EXERCISE DETAILS:
Rewrite the paragraph that begins "That may work for the corporate world" in the street-lighting discussion below as a brief bulleted list, keeping its main facts.

DOCUMENT EXCERPT:
********

I had one of those too. It was useful for its time.

------
x2398dh1
So what she's saying in this article is that the physical poles on which
street lights reside represent what will soon become valuable real estate.

She's probably right. But what I worry about regarding street lighting and
anything municipal-IoT related, at least in America, is that a lot of IoT
business models seem to be along the lines of, "we're not selling you an LED
light, we're selling you a monthly lighting plan! It's a whole new paradigm!"

That may work for the corporate world, where timeframes tend to go in
quarterly, yearly or three-year cycles, but in the municipal world, timeframes
for equipment could be up to, perhaps 50 years or more. The sentiment in this
scenario would be, "we need that manhole cover to continue to work."

If you have smart LED lighting (which was not discussed in this article), in a
municipality, being sold on a monthly plan, and then the city has a down year,
or a Detroit-style downturn or whatever, and the city tries to negotiate with
the LED lighting company providing that service, that LED lighting service
company can threaten to, "turn off the lights," which would lead to all sorts
of bad press for the city workers, who ultimately are just trying to live
safe, protected lives working in guaranteed government jobs.

********

SUPPLIED DATA:
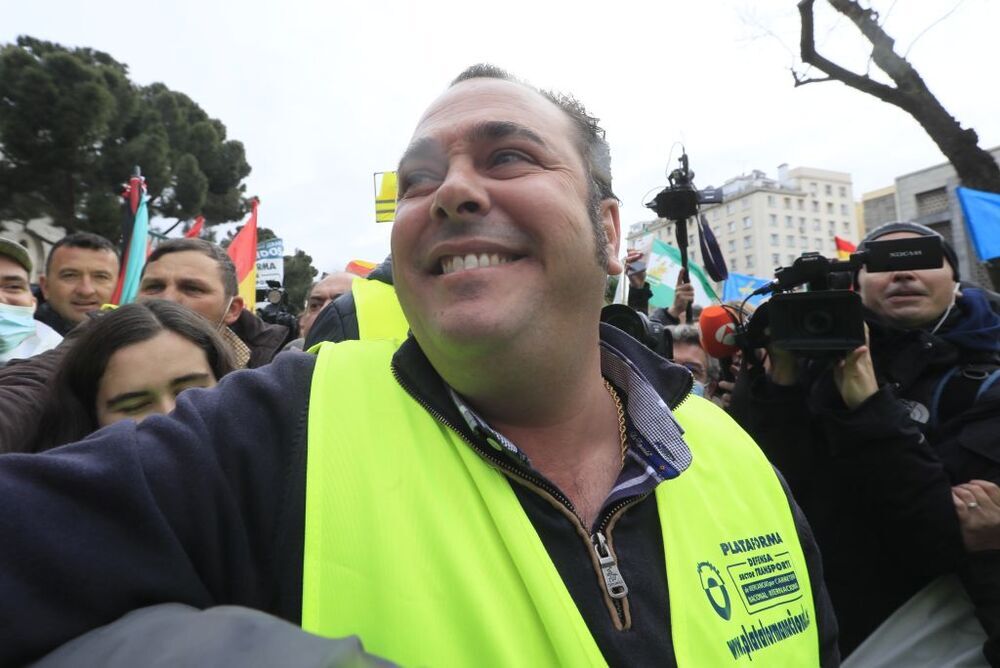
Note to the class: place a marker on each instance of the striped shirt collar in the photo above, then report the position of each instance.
(656, 448)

********

RESULT BELOW:
- The approach may suit the corporate world, where timeframes run in quarterly, yearly, or three-year cycles.
- In the municipal world, equipment timeframes can reach perhaps 50 years or more.
- The municipal attitude is summed up as "we need that manhole cover to continue to work."